Seethathodu is a village in the Pathanamthitta district, state of Kerala, India, near Chittar Town. Predominantly it is a rural region where agriculture being the most important sector. Both state-run and privately operated buses connect Seethathodu to various parts of Pathanamthitta district.

Geography 
Seethathodu is a scenic hilly rural region in the eastern side of Pathanamthitta district. Many mountains, valleys and steep slopes beautifies its geographical background.
90% of the area is dense reserve forest, a part of Goodrical Range, Periyar Tiger Reserve. The rest is populated, where the main cultivation is rubber. 
The main attraction of Seethathodu is Sabarimala, a Hindu hill pilgrim centre.
Kakkad Hydro Electric Project Power Plant, India is located at Seethathode,(capacity of 50 MWe). It has 2 units. The first unit was commissioned in 1998 and the last in 1999. It is operated by Kerala State Electricity Board.
Sabarigiri - The second largest hydroelectric project in Kerala, Sabarigiri, is located in this village.
It is one of the biggest panchayaths in Kerala with an area of about 651.94 km2.But almost 602.7 km2 area is covered by dense forests. The habitable area is only about 4924 acres.

History 
The Koikkal rajas of Pandalam divided their kingdom into two parts as Valiyakoyikkal (including the parts of Pandalam) and Kochukoikkal (including the western parts) for administrative convenience. Kochukoikkal is today a part of Seethathodu panchayath. Advocate Kochukoikkal Thalachira Barayanan founded the first school (S.N.D.P school) in this region. Seethathodu panchayath was formed on 20 November 1968 and T.K Raghavan became the first president.

#### INSTRUCTIONS:
**A)** List every figure for an area of land given in the Seethathodu article, with its unit.
**B)** Resume the Seethathodu article right after its final sentence and continue writing it.

#### DATA FOR ANALYSIS:

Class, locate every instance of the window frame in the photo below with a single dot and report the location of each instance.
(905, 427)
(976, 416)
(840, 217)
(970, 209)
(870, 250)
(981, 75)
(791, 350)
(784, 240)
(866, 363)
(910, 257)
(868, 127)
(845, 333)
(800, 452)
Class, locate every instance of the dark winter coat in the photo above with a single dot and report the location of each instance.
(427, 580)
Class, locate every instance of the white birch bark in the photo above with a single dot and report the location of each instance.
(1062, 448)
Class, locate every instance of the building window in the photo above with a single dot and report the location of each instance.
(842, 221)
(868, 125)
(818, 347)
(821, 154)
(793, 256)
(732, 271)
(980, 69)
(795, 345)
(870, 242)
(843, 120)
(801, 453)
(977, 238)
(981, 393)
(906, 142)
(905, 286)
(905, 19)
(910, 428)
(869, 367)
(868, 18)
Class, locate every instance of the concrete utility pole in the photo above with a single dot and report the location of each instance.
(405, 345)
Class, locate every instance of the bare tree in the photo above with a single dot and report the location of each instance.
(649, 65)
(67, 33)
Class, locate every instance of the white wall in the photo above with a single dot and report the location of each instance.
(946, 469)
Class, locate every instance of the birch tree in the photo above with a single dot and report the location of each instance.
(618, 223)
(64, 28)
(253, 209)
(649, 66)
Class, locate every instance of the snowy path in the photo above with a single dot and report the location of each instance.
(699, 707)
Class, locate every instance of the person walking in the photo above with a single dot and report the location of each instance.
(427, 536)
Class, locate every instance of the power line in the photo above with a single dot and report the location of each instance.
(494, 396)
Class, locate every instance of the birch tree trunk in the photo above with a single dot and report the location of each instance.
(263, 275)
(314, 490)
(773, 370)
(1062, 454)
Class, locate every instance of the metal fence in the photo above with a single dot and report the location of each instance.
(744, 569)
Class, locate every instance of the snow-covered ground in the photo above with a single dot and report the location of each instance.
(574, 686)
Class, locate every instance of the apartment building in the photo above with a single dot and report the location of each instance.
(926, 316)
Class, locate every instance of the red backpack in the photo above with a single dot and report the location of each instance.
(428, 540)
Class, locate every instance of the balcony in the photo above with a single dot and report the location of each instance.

#### RESULTS OF THE EXERCISE:
**A)** 651.94 km2, 602.7 km2, 4924 acres

**B)**
Administration 
Joby T Easow is the current president of Seethathodu panchayath and Beena Muhammed Rafi is the vice president. Communist, Congress & BJP parties have strong base here. The panchayath itself is self-sufficient in the case of basic infrastructures and the members of each wards are so concerned about the developmental activities.

Wards in Seethathodu panchayath
Seethathodu
Gavi
Angamoozhy
Kottamonpara
Palathadiyar
Valupara
Kambiline
Kochukoickal
Kottakuzhi
Gurunathanmannu
Seethakuzhi
Moonukallu
Allungal

Demographics
 India census, Seethathodu panchayath has a population of about 18222 in which 9268 are males and 8954 are females. The village has literacy of 92.4%. More than 95% of the population speaks Malayalam and 4% speak Tamil. There are also some English and Hindi speakers. Hindi speakers are relatively new immigrant workers from North India.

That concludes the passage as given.